** TEXTE FOURNI **
L’Europe, le monde, voire l’univers entier sont supposés déplorer aujourd’hui la sortie du Royaume-Uni de l’Union européenne. C’est un regard systémique, donc myope et finaliste à la fois, sur la construction européenne. Myope, la déploration perd de vue le rôle historique d’arbitre européen du R-U – donc de puissance extérieure – un instant estompé par la restructuration économique des années soixante et soixante-dix, mais retrouvé dans la douleur sociale de la mondialisation financiarisée. Finaliste, la déploration voyait la construction européenne comme une extension molle et sans fin d’une puissance des normes, des lois, dans un monde régi par les guerres décidées ailleurs qu’en Europe, mais allumées à sa porte. Il est temps de bâtir enfin une Europe équilibrée « des arts, des armes et des lois ».

** DONNÉES FOURNIES **
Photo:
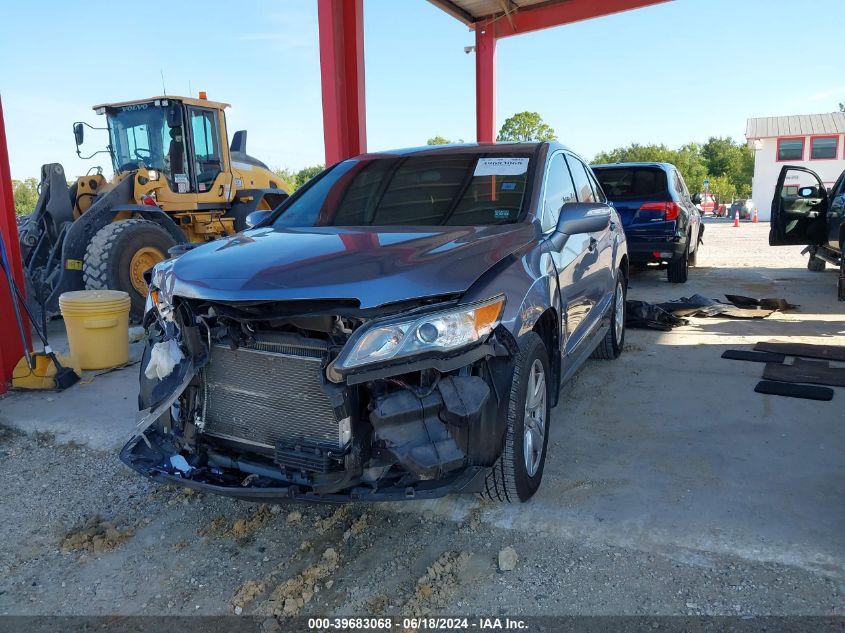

** CONSIGNE **
Restituez intégralement, mot pour mot, le texte sur la sortie du Royaume-Uni de l’Union européenne. Seul le texte fourni doit servir de source.

** CORRIGÉ **
L’Europe, le monde, voire l’univers entier sont supposés déplorer aujourd’hui la sortie du Royaume-Uni de l’Union européenne. C’est un regard systémique, donc myope et finaliste à la fois, sur la construction européenne. Myope, la déploration perd de vue le rôle historique d’arbitre européen du R-U – donc de puissance extérieure – un instant estompé par la restructuration économique des années soixante et soixante-dix, mais retrouvé dans la douleur sociale de la mondialisation financiarisée. Finaliste, la déploration voyait la construction européenne comme une extension molle et sans fin d’une puissance des normes, des lois, dans un monde régi par les guerres décidées ailleurs qu’en Europe, mais allumées à sa porte. Il est temps de bâtir enfin une Europe équilibrée « des arts, des armes et des lois ».